• [The exercise]
Repeat every line of the records below without changing a single character.

• [Exercise material]
▼

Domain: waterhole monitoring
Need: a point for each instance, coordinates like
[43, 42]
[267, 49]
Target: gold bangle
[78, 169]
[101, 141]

▲

• [Solution to this exercise]
Domain: waterhole monitoring
Need: a point for each instance, coordinates like
[43, 42]
[267, 49]
Target: gold bangle
[78, 169]
[101, 141]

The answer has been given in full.